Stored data
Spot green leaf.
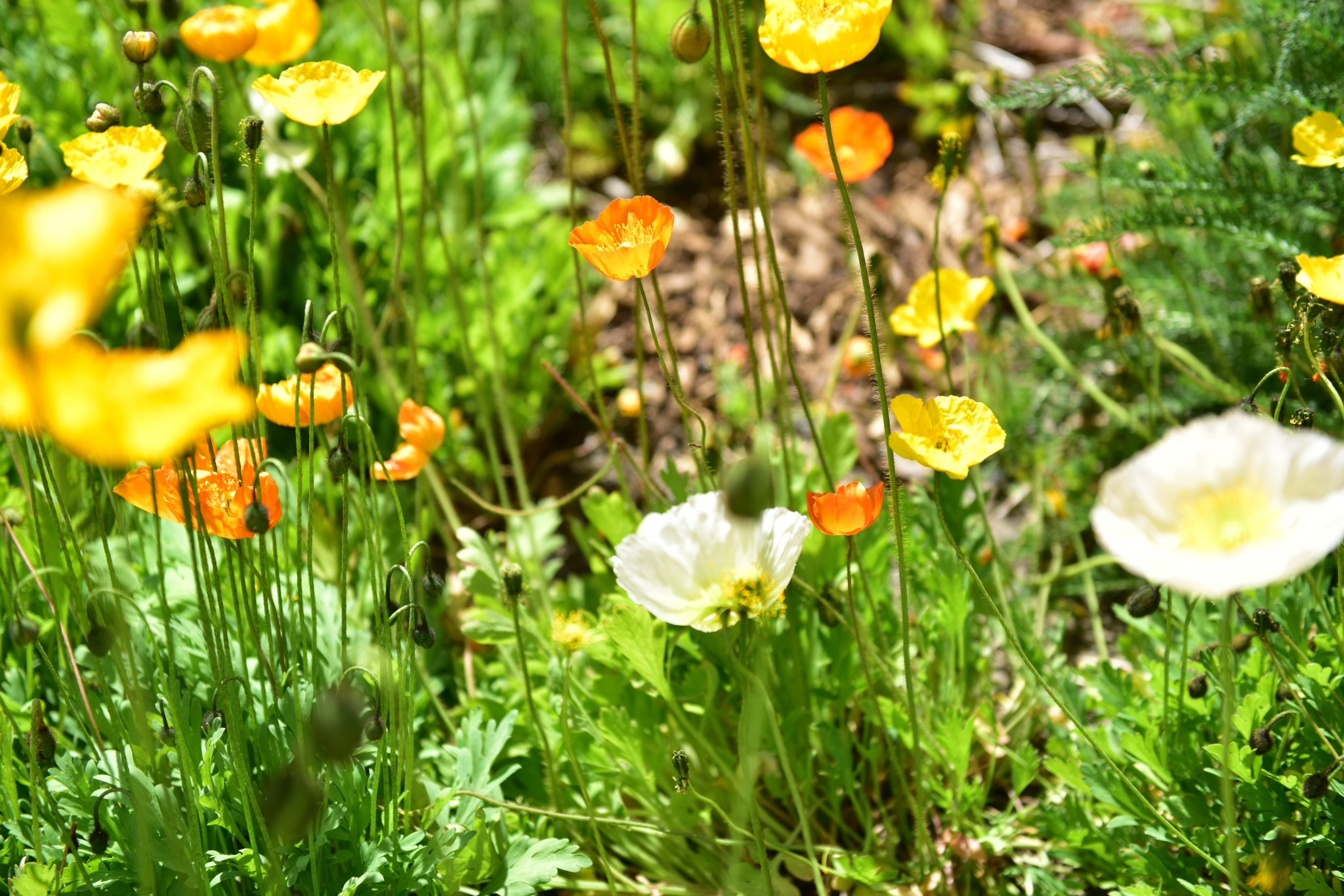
[602,603,673,700]
[481,836,593,896]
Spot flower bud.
[85,622,113,657]
[668,8,709,62]
[723,454,774,520]
[327,445,355,479]
[238,115,263,152]
[243,499,270,535]
[121,31,159,66]
[1125,584,1163,619]
[500,561,523,599]
[1288,407,1316,430]
[85,102,121,134]
[181,174,209,208]
[295,342,327,373]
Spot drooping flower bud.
[668,7,709,63]
[121,31,159,66]
[85,102,121,134]
[1125,584,1163,619]
[723,454,774,520]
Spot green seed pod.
[1125,584,1163,619]
[668,8,709,63]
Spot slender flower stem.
[817,73,933,860]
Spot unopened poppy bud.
[85,622,113,657]
[181,174,209,208]
[243,499,270,535]
[238,115,264,152]
[668,8,709,62]
[85,102,121,134]
[9,617,40,647]
[723,454,774,520]
[295,342,327,373]
[1303,769,1331,800]
[121,31,159,66]
[500,561,523,599]
[1125,584,1163,619]
[327,445,355,479]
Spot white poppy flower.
[612,492,812,632]
[1091,410,1344,598]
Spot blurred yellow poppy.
[891,268,995,348]
[0,71,19,140]
[758,0,891,73]
[890,395,1007,479]
[243,0,323,66]
[253,62,386,127]
[60,125,168,187]
[1297,255,1344,305]
[1293,112,1344,168]
[0,146,28,196]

Task prompt:
Copy all of the items above word for word, leaving out the pictures.

Worked answer:
Spot green leaf.
[602,603,673,700]
[481,836,593,896]
Spot flower bud.
[85,622,113,657]
[668,8,709,62]
[723,454,774,520]
[327,445,355,479]
[238,115,263,152]
[243,499,270,535]
[121,31,159,66]
[1125,584,1163,619]
[500,561,523,599]
[1288,407,1316,430]
[85,102,121,134]
[181,174,209,208]
[295,342,327,373]
Spot drooping flower bud.
[668,7,709,63]
[121,31,159,66]
[85,102,121,134]
[1125,584,1163,619]
[723,454,774,520]
Spot green seed pod.
[1125,584,1163,619]
[668,8,709,63]
Spot slender flower stem.
[817,73,933,860]
Spot unopened poppy bud.
[85,622,113,657]
[181,174,209,208]
[243,499,270,535]
[238,115,264,152]
[668,8,709,62]
[85,102,121,134]
[9,617,40,647]
[723,454,774,520]
[295,342,327,373]
[1303,769,1331,800]
[121,31,159,66]
[500,561,523,599]
[1125,584,1163,619]
[327,445,355,479]
Spot white poppy flower.
[612,492,812,632]
[1091,410,1344,598]
Spot blurred yellow poppy.
[891,268,995,348]
[0,71,19,140]
[758,0,891,73]
[890,395,1007,479]
[243,0,323,66]
[253,62,386,127]
[60,125,168,187]
[1297,255,1344,305]
[1293,112,1344,168]
[0,146,28,196]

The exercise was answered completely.